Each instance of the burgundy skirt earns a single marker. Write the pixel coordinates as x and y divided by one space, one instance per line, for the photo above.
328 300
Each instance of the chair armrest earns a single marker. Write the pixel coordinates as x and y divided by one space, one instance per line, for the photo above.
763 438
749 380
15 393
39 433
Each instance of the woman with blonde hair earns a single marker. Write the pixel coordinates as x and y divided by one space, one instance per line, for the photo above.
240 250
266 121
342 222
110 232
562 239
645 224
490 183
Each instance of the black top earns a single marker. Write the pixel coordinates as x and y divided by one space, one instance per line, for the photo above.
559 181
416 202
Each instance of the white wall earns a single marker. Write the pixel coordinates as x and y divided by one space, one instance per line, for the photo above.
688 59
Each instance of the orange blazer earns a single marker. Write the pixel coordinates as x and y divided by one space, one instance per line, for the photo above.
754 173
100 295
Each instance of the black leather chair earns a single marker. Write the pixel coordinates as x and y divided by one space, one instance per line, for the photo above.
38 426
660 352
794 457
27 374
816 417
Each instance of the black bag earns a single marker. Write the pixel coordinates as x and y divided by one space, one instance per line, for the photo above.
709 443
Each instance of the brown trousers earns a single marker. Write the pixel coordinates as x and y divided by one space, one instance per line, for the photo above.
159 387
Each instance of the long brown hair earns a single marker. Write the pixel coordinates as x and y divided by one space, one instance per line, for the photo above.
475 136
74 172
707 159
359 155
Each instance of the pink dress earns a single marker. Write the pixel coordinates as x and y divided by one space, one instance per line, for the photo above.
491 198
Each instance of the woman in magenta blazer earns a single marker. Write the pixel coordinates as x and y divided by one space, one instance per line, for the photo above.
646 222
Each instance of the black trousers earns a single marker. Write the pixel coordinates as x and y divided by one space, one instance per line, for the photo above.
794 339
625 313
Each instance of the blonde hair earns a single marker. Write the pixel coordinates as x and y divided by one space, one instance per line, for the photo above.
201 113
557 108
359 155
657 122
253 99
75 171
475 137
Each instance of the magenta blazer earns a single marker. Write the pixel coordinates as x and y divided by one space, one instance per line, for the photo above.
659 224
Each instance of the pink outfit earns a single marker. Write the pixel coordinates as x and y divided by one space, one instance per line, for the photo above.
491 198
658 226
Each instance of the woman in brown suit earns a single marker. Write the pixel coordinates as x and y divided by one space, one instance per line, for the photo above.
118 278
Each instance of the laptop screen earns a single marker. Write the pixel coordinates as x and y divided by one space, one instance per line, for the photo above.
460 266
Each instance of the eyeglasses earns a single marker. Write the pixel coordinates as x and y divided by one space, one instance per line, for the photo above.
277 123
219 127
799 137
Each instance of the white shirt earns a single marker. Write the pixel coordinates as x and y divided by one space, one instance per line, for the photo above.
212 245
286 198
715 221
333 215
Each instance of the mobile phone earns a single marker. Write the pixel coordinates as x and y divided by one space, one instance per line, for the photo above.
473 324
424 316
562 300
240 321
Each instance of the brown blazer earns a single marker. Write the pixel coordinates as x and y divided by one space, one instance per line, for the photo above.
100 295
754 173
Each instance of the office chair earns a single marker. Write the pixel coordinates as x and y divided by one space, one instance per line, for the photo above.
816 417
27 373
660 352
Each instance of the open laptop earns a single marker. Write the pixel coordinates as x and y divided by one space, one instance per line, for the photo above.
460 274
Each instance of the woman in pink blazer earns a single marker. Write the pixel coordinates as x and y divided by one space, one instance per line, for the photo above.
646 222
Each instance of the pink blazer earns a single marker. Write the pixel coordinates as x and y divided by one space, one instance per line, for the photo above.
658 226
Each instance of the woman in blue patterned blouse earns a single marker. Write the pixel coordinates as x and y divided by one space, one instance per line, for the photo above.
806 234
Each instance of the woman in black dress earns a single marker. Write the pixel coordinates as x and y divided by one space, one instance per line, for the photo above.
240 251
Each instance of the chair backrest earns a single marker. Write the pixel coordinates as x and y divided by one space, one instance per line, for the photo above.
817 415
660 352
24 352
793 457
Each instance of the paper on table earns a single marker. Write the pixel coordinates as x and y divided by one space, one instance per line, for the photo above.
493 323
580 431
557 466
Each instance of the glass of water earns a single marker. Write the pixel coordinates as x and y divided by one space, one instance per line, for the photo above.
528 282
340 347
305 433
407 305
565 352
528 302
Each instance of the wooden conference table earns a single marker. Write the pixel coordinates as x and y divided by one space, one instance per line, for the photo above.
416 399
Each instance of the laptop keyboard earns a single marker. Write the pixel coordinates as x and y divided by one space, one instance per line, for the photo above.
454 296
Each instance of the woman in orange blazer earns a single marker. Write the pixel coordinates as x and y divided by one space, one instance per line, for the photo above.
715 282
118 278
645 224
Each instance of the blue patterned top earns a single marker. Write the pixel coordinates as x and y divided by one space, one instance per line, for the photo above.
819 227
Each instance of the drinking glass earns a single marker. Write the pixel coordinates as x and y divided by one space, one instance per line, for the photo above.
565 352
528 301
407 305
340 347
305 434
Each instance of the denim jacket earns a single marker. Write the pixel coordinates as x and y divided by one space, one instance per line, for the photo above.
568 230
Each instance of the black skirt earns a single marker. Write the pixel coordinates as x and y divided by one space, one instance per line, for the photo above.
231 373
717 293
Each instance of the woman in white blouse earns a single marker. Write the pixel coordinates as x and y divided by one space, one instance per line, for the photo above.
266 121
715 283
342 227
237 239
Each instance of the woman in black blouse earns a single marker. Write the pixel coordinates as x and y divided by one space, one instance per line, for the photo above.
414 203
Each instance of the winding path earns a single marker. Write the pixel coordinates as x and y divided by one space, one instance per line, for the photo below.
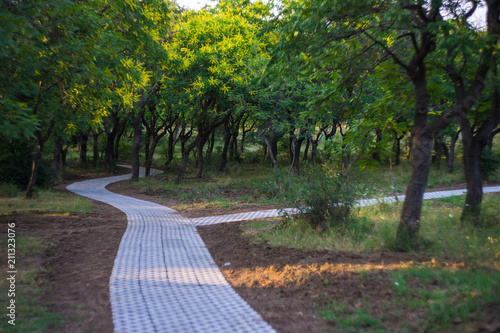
164 278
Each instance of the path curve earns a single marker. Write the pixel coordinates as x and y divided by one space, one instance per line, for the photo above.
164 279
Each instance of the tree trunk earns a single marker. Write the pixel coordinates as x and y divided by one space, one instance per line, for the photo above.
64 154
56 160
199 152
41 140
171 147
422 140
314 152
185 159
438 150
121 130
473 179
34 170
227 138
211 145
451 158
108 152
306 151
148 158
95 139
83 149
136 147
378 136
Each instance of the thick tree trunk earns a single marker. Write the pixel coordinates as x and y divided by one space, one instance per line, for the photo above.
422 140
473 179
410 216
83 149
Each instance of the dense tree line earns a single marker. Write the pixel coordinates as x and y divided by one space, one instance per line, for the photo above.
359 76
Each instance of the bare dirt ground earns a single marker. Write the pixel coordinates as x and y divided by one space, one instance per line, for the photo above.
286 286
78 263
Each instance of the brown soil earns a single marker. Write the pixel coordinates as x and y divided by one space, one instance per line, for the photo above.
287 287
78 263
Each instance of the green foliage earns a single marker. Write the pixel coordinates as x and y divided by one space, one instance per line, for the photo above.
459 295
324 198
46 201
489 163
348 319
16 162
31 314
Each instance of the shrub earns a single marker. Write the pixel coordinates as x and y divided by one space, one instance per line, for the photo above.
323 198
489 163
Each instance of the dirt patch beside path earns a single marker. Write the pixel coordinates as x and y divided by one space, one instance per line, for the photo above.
288 287
78 263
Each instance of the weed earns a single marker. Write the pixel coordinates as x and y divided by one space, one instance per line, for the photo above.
46 200
348 319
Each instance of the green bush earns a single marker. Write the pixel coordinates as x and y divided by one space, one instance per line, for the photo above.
489 163
15 164
323 198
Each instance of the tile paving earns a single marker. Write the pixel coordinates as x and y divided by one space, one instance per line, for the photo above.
165 280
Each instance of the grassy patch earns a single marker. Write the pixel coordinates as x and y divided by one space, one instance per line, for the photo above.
374 229
45 200
448 296
31 315
348 319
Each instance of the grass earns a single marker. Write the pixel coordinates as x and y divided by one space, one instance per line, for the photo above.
447 295
31 314
45 200
348 319
459 286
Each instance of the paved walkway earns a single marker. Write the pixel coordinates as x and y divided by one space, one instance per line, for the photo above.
165 280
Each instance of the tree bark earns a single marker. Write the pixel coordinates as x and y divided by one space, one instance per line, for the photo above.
95 158
83 149
472 156
451 158
56 159
422 140
227 138
136 147
41 140
306 151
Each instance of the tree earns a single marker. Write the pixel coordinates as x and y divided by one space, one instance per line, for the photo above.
212 60
407 33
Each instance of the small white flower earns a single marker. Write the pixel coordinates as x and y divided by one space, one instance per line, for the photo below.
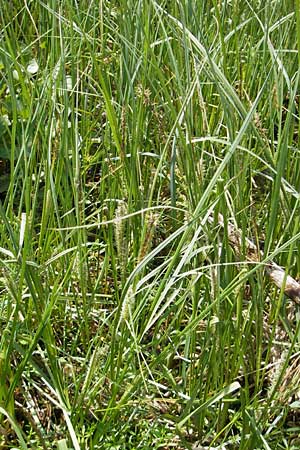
32 67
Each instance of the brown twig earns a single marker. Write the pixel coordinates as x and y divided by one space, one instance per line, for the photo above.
253 254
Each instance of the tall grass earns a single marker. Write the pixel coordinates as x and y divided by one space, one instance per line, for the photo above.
127 319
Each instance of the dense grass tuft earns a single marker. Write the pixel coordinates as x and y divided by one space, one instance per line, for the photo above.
128 320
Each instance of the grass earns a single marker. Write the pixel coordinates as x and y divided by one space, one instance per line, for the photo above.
127 319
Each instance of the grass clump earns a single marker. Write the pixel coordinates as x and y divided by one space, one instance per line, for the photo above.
128 318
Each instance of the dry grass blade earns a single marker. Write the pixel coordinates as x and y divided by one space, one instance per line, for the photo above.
276 274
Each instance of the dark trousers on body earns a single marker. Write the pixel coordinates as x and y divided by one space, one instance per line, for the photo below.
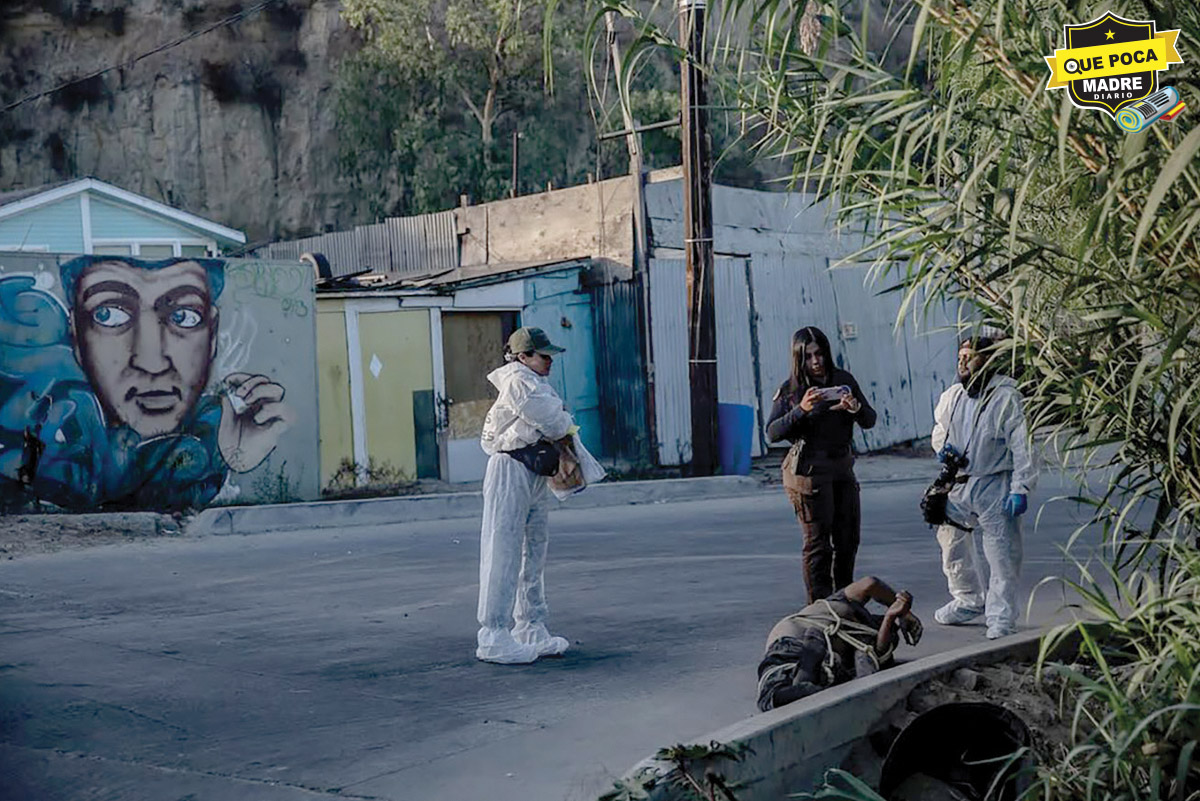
825 497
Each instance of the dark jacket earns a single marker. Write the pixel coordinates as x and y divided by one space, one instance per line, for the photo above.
822 429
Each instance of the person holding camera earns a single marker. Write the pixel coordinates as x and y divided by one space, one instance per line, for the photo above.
833 640
816 409
519 437
983 443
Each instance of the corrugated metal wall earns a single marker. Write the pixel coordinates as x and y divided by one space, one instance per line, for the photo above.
621 372
399 245
790 242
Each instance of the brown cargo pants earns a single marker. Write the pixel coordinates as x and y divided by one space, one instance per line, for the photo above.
825 497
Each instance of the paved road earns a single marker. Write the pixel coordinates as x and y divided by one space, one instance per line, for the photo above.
305 664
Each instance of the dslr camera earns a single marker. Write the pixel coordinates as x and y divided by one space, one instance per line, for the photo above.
935 503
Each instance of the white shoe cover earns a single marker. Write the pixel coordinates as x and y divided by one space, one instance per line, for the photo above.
497 645
996 631
538 636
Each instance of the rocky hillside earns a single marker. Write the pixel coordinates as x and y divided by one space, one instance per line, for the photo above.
237 125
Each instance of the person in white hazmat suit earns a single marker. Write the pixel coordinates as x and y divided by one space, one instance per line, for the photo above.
982 419
513 543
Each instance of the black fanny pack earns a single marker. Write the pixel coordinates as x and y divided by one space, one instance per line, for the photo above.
541 457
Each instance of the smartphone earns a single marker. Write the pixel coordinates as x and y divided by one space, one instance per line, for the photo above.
832 392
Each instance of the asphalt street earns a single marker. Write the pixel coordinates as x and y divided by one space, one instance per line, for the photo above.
325 663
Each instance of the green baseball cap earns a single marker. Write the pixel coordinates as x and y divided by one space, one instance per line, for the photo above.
532 339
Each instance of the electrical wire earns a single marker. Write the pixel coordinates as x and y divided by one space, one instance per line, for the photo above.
125 65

REQUEST >> Give back exactly the lines beginning at the one with "Each instance of the smartphone" and ending at the final line of the material; both boundary lines belong in it.

ANSWER BELOW >>
Each instance of the smartphone earns a single marker. Write the pixel coordinates as x and y divided by one space, one instance per line, for the photo above.
832 392
Each instance of the asphalt street earns a single marker. Write the pixel coordinates as x and y divided by one space, one instance per line, for the photo above.
325 663
Each instance of the green baseball cap earns a single marker. Write the pixel coordinates as x and y divided by one space, one instance per line, for the photo above.
532 339
Each instance of the electrical wire earns a single marker. Write the pixel coordinates as x and y divided by one space, one instance per line, for the photo above.
125 65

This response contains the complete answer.